::: Data under study

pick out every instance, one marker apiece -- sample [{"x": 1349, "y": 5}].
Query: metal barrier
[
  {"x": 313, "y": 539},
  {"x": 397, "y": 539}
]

::::::

■ Task item ■
Please restate the records in full, word for word.

■ Result below ■
pick out every instance, one marker apiece -- sample [{"x": 1349, "y": 5}].
Query: metal barrier
[
  {"x": 313, "y": 539},
  {"x": 397, "y": 539}
]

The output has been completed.